▸ **Instructions for the task**
Please give back the listing below in full. Change nothing.

▸ **Excerpted records**
Content starts

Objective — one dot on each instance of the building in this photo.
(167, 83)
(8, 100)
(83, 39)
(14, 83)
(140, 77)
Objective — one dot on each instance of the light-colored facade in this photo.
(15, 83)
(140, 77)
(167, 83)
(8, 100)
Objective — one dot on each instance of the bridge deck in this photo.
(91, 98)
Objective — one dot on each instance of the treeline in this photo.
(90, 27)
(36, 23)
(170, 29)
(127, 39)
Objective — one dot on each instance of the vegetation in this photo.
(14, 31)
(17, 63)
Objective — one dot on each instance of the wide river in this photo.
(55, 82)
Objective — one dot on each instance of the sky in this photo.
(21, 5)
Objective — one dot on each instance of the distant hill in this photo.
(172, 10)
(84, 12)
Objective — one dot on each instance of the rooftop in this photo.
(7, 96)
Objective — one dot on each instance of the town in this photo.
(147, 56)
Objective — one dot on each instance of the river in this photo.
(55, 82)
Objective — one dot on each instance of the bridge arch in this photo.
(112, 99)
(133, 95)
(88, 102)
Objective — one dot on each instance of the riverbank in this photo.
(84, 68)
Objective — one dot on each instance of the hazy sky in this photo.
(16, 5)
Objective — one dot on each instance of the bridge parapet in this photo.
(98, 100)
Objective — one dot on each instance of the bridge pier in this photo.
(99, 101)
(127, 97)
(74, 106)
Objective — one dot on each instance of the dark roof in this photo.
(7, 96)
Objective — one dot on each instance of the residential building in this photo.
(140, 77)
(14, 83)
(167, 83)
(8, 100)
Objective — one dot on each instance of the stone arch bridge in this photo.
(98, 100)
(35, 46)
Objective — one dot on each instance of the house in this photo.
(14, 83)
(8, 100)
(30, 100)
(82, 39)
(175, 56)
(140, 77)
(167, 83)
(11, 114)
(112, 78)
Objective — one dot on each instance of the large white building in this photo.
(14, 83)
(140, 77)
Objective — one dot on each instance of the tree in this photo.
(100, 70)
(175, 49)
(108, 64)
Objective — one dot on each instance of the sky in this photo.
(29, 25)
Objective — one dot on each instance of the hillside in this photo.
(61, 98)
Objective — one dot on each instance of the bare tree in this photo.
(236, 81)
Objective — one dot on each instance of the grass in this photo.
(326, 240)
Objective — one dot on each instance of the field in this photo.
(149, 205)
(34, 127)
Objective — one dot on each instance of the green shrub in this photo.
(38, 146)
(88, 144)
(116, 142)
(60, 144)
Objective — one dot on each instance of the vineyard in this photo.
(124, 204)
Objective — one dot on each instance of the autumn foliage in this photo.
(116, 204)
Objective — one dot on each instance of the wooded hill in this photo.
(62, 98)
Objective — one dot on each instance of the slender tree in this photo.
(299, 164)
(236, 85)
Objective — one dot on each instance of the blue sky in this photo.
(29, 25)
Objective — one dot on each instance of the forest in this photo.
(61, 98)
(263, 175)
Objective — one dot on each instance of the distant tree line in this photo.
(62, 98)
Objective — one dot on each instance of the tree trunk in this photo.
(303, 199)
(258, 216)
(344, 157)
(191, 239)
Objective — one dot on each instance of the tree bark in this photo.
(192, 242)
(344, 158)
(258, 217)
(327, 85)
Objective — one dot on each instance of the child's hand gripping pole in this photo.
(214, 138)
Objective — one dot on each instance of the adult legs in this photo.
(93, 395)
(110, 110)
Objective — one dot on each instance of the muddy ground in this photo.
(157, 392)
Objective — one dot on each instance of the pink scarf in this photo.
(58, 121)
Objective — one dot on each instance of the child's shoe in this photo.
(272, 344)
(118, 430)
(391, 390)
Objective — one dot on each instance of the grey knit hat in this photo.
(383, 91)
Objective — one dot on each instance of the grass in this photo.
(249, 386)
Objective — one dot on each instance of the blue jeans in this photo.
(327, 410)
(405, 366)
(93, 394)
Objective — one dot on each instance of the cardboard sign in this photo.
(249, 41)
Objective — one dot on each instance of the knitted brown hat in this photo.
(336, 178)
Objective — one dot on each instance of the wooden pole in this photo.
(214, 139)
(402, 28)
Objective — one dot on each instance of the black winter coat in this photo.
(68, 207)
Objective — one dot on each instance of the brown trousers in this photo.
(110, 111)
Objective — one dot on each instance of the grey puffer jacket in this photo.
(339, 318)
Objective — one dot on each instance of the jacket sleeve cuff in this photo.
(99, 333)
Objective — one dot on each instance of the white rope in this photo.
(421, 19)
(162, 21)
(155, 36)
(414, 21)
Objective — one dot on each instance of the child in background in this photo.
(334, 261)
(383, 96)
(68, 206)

Content ends

▸ **Solution to this task**
Objective — one dot on each instance of the building in this photo.
(167, 83)
(8, 100)
(83, 39)
(14, 83)
(140, 77)
Objective — one dot on each instance of the light-colored facade in this photo.
(15, 83)
(140, 77)
(167, 83)
(8, 100)
Objective — one dot on each instance of the bridge deck in this photo.
(91, 98)
Objective — one dot on each instance of the treeline in this photo.
(90, 27)
(36, 23)
(170, 29)
(127, 39)
Objective — one dot on each instance of the vegetation in this photo.
(14, 31)
(17, 63)
Objective — one dot on each instance of the wide river in this photo.
(55, 82)
Objective — one dot on each instance of the sky in this photo.
(21, 5)
Objective — one dot on each instance of the distant hill in this photo.
(172, 10)
(84, 12)
Objective — one dot on each instance of the rooftop in this photo.
(7, 96)
Objective — one dot on each instance of the town in this photo.
(147, 56)
Objective — one dot on each instance of the river in this photo.
(55, 82)
Objective — one dot on each instance of the bridge arch in this photo.
(112, 99)
(133, 95)
(88, 102)
Objective — one dot on each instance of the riverbank in this photo.
(84, 68)
Objective — one dot on each instance of the hazy sky in this photo.
(16, 5)
Objective — one dot on each instance of the bridge parapet in this photo.
(98, 100)
Objective — one dot on each instance of the bridge pier in this photo.
(99, 101)
(127, 97)
(74, 106)
Objective — one dot on each instance of the dark roof in this photo.
(7, 96)
Objective — one dot on each instance of the residential building in this photo.
(140, 77)
(14, 83)
(167, 83)
(8, 100)
Objective — one dot on each instance of the stone arch bridge in this photo.
(98, 100)
(35, 46)
Objective — one dot on each instance of the house in this photo.
(14, 83)
(8, 100)
(30, 100)
(82, 39)
(175, 56)
(140, 77)
(167, 83)
(11, 114)
(112, 78)
Objective — one dot on each instance of the large white building in this photo.
(14, 83)
(140, 77)
Objective — one dot on each instance of the tree in this photo.
(100, 70)
(175, 49)
(108, 64)
Objective — one dot on each instance of the sky in this photo.
(29, 25)
Objective — one dot on each instance of the hillside in this photo.
(61, 98)
Objective — one dot on each instance of the bare tree in this photo.
(236, 81)
Objective — one dot on each instance of the grass in this photo.
(326, 240)
Objective — one dot on each instance of the field in this photo.
(149, 205)
(34, 127)
Objective — one dot on each instance of the green shrub in this photo.
(38, 146)
(88, 144)
(116, 142)
(60, 144)
Objective — one dot on each instance of the vineyard in this photo.
(124, 204)
Objective — one dot on each instance of the autumn foliage in this photo.
(116, 204)
Objective — one dot on each instance of the wooded hill in this photo.
(62, 98)
Objective — one dot on each instance of the slender tree in this photo.
(299, 164)
(236, 85)
Objective — one dot on each instance of the blue sky in this photo.
(29, 25)
Objective — one dot on each instance of the forest in this photo.
(61, 98)
(263, 175)
Objective — one dot on each instance of the distant tree line in this photo.
(62, 98)
Objective — one dot on each instance of the tree trunk in this photo.
(303, 199)
(258, 216)
(344, 157)
(191, 239)
Objective — one dot on each instance of the tree bark in this photo.
(192, 242)
(344, 158)
(258, 217)
(327, 85)
Objective — one dot on each instance of the child's hand gripping pole in this photo.
(214, 138)
Objective — one dot on each instance of the adult legs in this photo.
(93, 395)
(110, 110)
Objective — one dot on each instance of the muddy ground in this photo.
(157, 392)
Objective — one dot on each instance of the pink scarf in this photo.
(58, 121)
Objective — one dot on each instance of the child's shoe in this photo.
(272, 344)
(118, 430)
(391, 390)
Objective — one dot on each instance of the grey knit hat in this photo.
(383, 91)
Objective — one dot on each instance of the grass in this photo.
(249, 386)
Objective — one dot on each instance of the blue jeans in this photo.
(327, 410)
(405, 366)
(93, 394)
Objective — one dot on each instance of the cardboard sign in this photo.
(249, 41)
Objective — one dot on each instance of the knitted brown hat in this photo.
(336, 178)
Objective — one dot on each instance of the wooden pole in this photo.
(214, 139)
(402, 28)
Objective — one dot on each instance of the black winter coat in this photo.
(68, 207)
Objective — one dot on each instance of the brown trousers in this photo.
(110, 111)
Objective — one dot on each instance of the grey puffer jacket in this photo.
(339, 318)
Objective — one dot on each instance of the jacket sleeve cuff in this photo.
(99, 333)
Objective — one dot on each instance of the white rope in this photo.
(421, 19)
(162, 21)
(155, 36)
(414, 21)
Objective — one dot on each instance of the child in background in this photo.
(334, 261)
(383, 96)
(68, 206)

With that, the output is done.